▸ **Instructions for the task**:
Render each nonblank line of the entries below as a string in a JSON list, one string per line, with blank lines omitted.

▸ **Material shown**:
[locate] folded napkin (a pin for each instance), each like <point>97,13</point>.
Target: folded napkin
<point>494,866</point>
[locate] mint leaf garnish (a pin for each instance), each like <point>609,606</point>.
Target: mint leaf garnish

▸ **Response for this exercise**:
[
  "[locate] folded napkin (a pin for each instance), each like <point>97,13</point>.",
  "Target: folded napkin",
  "<point>494,866</point>",
  "[locate] mint leaf garnish (a pin for each instance), each like <point>609,606</point>.",
  "Target: mint leaf garnish"
]